▶ _THE PROBLEM_
When you reply, transcribe every line of the data below exactly.

(Point localization data)
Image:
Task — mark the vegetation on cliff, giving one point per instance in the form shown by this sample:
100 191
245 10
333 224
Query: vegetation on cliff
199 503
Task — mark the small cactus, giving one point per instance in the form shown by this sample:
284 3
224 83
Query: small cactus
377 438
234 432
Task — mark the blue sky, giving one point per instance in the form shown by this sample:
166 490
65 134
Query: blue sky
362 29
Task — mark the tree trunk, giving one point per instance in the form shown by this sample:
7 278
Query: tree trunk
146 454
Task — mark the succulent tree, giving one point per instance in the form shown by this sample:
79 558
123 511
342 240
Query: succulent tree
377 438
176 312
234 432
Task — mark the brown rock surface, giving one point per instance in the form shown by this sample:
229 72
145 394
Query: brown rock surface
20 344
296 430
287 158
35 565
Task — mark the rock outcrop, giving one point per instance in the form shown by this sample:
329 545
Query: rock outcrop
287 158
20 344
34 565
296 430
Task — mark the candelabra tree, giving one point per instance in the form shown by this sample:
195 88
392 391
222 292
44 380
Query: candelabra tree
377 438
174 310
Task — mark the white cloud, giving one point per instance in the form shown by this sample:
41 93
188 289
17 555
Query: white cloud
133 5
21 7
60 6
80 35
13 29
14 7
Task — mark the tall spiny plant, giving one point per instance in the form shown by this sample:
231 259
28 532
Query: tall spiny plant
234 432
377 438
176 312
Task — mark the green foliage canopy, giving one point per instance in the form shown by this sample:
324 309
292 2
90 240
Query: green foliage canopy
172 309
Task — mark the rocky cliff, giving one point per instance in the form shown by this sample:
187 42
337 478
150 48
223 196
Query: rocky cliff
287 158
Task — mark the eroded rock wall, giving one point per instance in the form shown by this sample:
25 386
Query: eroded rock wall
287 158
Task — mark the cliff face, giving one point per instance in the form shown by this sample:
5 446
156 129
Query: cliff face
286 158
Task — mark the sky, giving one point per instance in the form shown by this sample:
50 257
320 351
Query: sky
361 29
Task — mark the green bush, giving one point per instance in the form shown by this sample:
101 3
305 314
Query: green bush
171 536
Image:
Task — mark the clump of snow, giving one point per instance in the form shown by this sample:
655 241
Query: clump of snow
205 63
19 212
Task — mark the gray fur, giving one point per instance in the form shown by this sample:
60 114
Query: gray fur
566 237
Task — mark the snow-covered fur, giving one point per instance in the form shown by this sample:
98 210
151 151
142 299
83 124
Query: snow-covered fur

▶ _ANSWER TO THE EXERCISE_
Image:
Task — mark the vegetation on cliff, giving one point per instance in the form shown by this sample:
100 191
245 10
333 224
Query: vegetation on cliff
199 503
Task — mark the small cactus, giving one point per instance in the form shown by this sample:
284 3
224 83
Query: small cactus
377 438
234 432
Task — mark the blue sky, giving one point per instance in the form shown by this sample:
166 490
65 134
Query: blue sky
362 29
Task — mark the tree trunk, giving one point per instance in the form shown by this sample:
7 278
Query: tree trunk
146 454
Task — mark the succulent tree, giving one point per instance in the form shown by this sample:
79 558
123 511
342 240
Query: succulent tree
377 438
176 312
234 432
Task — mark the brown rock surface, giving one point per instance in the form shown by this sample:
229 72
145 394
Query: brown rock surface
20 344
296 430
287 158
35 565
Task — mark the rock outcrop, giving one point per instance in the form shown by this sample:
329 545
Query: rock outcrop
287 158
20 344
34 565
296 430
Task — mark the candelabra tree, giving one point per instance in the form shown by this sample:
195 88
392 391
222 292
44 380
Query: candelabra tree
377 438
174 310
Task — mark the white cloud, giving one point per instance in the form shown by this sample:
41 93
188 289
17 555
Query: white cloud
133 5
21 7
60 6
80 35
13 29
14 7
Task — mark the tall spiny plant, giving one point per instance in the form shown by this sample:
231 259
28 532
Query: tall spiny plant
234 432
377 438
176 312
Task — mark the green foliage canopy, giving one point per instance in the form shown by this sample:
324 309
292 2
90 240
Query: green foliage canopy
172 309
Task — mark the rocky cliff, giving one point per instance in the form shown by this sample:
187 42
337 478
150 48
223 196
Query: rocky cliff
287 158
Task — mark the eroded rock wall, giving one point per instance in the form shown by this sample:
25 386
Query: eroded rock wall
287 158
Task — mark the cliff face, giving one point per instance in the form shown by this sample:
5 446
156 129
Query: cliff face
286 158
Task — mark the sky, giving one point per instance in the form shown by this sample:
50 257
320 351
Query: sky
361 29
Task — mark the green bush, giving one point per instance in the form shown by this sample:
101 3
305 314
Query: green bush
171 536
Image:
Task — mark the clump of snow, giving one point per instance in the form shown by this sample:
655 241
Query: clump of snow
205 63
19 212
Task — mark the gray fur, giving one point per instance in the form shown by this sample:
60 114
Query: gray fur
566 237
Task — mark the snow-covered fur, giving one point per instance in the form shown by this sample:
98 210
151 151
142 299
83 124
Query: snow-covered fur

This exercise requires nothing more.